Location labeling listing
## START
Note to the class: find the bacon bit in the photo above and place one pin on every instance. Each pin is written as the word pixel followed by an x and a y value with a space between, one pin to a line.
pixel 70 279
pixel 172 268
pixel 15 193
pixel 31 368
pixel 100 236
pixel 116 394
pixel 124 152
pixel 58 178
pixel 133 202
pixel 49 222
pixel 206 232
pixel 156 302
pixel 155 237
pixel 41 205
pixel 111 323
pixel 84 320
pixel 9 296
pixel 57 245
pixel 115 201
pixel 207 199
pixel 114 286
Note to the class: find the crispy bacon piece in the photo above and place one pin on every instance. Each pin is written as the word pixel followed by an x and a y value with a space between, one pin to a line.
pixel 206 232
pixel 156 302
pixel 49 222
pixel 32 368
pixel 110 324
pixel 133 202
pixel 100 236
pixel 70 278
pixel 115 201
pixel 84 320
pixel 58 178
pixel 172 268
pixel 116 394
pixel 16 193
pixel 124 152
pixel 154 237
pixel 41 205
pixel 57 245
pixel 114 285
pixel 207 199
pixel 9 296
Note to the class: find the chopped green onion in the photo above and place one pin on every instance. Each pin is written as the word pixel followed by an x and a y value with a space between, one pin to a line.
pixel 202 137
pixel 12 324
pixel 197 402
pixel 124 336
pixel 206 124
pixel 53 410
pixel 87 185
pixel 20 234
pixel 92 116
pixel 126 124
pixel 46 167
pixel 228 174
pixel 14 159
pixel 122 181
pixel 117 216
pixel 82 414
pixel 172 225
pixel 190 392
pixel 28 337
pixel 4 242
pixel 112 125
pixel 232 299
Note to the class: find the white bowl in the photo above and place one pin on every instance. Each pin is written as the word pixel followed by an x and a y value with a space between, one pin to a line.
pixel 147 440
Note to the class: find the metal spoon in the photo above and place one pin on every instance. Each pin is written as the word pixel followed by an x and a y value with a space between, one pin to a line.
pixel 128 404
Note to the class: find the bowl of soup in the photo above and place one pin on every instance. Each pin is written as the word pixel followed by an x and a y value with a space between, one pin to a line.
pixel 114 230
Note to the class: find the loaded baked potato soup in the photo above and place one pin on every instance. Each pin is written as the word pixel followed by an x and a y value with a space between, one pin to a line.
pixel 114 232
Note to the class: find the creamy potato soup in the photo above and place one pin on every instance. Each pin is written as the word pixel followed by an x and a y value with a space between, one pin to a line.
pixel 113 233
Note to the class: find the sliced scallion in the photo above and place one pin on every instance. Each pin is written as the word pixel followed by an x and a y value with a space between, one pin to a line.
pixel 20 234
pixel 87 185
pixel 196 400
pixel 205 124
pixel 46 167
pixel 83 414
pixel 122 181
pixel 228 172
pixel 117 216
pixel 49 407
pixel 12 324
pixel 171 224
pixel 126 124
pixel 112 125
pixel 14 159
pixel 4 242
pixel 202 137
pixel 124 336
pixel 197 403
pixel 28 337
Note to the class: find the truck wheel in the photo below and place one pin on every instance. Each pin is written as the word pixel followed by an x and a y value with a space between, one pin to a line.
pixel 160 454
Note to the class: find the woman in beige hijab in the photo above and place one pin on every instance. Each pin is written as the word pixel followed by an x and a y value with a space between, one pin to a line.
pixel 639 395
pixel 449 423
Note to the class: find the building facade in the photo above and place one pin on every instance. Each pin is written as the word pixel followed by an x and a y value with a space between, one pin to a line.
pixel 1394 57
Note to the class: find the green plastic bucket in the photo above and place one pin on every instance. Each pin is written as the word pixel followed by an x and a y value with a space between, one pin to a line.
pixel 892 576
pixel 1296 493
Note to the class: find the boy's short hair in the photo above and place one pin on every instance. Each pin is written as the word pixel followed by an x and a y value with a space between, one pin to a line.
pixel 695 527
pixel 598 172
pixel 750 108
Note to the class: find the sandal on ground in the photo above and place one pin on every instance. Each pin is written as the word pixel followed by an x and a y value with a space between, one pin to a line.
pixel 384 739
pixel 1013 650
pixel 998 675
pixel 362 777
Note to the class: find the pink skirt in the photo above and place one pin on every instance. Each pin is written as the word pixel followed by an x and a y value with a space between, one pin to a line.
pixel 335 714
## END
WHAT IS NEEDED
Reproduce every line of the listing above without any changes.

EXERCISE RESULT
Note to the class: find the bacon bit in the photo above and place one pin on every instance. Each pin is written as the word pixel followed by an x and a y value with a space between, one pin to a line.
pixel 70 279
pixel 172 268
pixel 15 193
pixel 31 368
pixel 100 236
pixel 116 394
pixel 124 152
pixel 58 178
pixel 133 202
pixel 49 222
pixel 206 232
pixel 156 302
pixel 155 237
pixel 41 205
pixel 111 323
pixel 84 320
pixel 9 296
pixel 57 245
pixel 115 201
pixel 207 199
pixel 114 286
Note to the class: find the crispy bacon piece in the photo above and place one pin on every instance. Each pin is written as the word pixel followed by an x and a y value with a space between, one pin to a line.
pixel 206 232
pixel 156 302
pixel 49 222
pixel 32 368
pixel 110 324
pixel 133 202
pixel 100 236
pixel 70 278
pixel 115 201
pixel 84 320
pixel 58 178
pixel 172 268
pixel 116 394
pixel 16 193
pixel 124 152
pixel 154 237
pixel 41 205
pixel 57 245
pixel 114 285
pixel 207 199
pixel 9 296
Note to the class: find the chopped green onion in the photo above and place one pin on every instance. Each pin is written as the word pixel followed by an x and a y value with a space between, one pin to a line.
pixel 202 137
pixel 12 324
pixel 197 402
pixel 124 336
pixel 206 124
pixel 53 410
pixel 87 185
pixel 20 234
pixel 92 116
pixel 126 124
pixel 46 167
pixel 228 174
pixel 14 159
pixel 122 181
pixel 117 216
pixel 82 414
pixel 172 225
pixel 190 392
pixel 28 337
pixel 4 242
pixel 112 125
pixel 232 299
Note to the class: find the white bowl in the photo above and place one pin on every instance. Each pin is written as the word pixel followed by an x and a y value with a space between, one pin to a line.
pixel 147 440
Note to the class: find the metal spoon in the photo above and place one pin on every instance. Each pin is written as the word pixel followed by an x and a y value with a space between, one pin to a line.
pixel 128 404
Note to the class: find the bowl of soup in the photo above and place one pin on every instance. Each pin is written as the word pixel followed by an x and a y value with a space between, one pin to a line.
pixel 114 230
Note to the class: find the loaded baked potato soup in the photo above and place one pin on every instance. Each pin is written as the word pixel followed by an x and a y value with a space between, one pin to a line.
pixel 114 232
Note to the class: find the creamy potato soup in the photo above and place one pin on every instance. Each pin is written as the word pixel followed by an x and a y value with a space between, one pin to a line.
pixel 113 233
Note to the class: find the sliced scallion in the photo above and place one pin on every instance. Each pin is written as the word pixel followed by an x and a y value with a space between, one pin to a line.
pixel 20 234
pixel 87 185
pixel 196 400
pixel 205 124
pixel 46 167
pixel 83 414
pixel 122 181
pixel 228 172
pixel 117 216
pixel 49 407
pixel 12 324
pixel 171 224
pixel 126 124
pixel 112 125
pixel 14 159
pixel 4 242
pixel 202 137
pixel 124 336
pixel 197 403
pixel 28 337
Note to the class: find the truck wheel in the photo below and place one pin on every instance. Each pin is written as the word pixel followed by an x and a y value with a space between, one pin to a line.
pixel 160 454
Note to the class: find the woman in beige hijab in the photo above and place one pin on every instance. Each pin is written as the word pixel followed by an x and a y value with a space between, one pin to a line.
pixel 639 395
pixel 449 423
Note to the class: find the building facade in the photo above and place one pin on every instance. Each pin is written as the word pixel followed by an x and a y value with a space between, one pin to a line.
pixel 1394 57
Note to the class: find the green plastic bucket in the photo above and place one pin on every instance. Each pin is written as the word pixel followed by an x and a y value with a space between, one pin to a line.
pixel 892 576
pixel 1296 493
Note to the class: find the boy's short hair in the photo above and place one pin on every instance. Each pin is written as the word pixel followed by an x and a y value with a space between, one pin to a line.
pixel 695 527
pixel 598 172
pixel 750 108
Note to the class: find the sandal on ground in the photo above and place one pin on every instance. Each pin is written as the word pixel followed by an x and a y value with a space between, one pin to a line.
pixel 384 739
pixel 1013 650
pixel 998 675
pixel 362 777
Note to the class: find the pink skirt in the photo above and place one pin on every instance. Each pin is written as the word pixel followed by an x and a y value with a space between, one pin to a line.
pixel 335 714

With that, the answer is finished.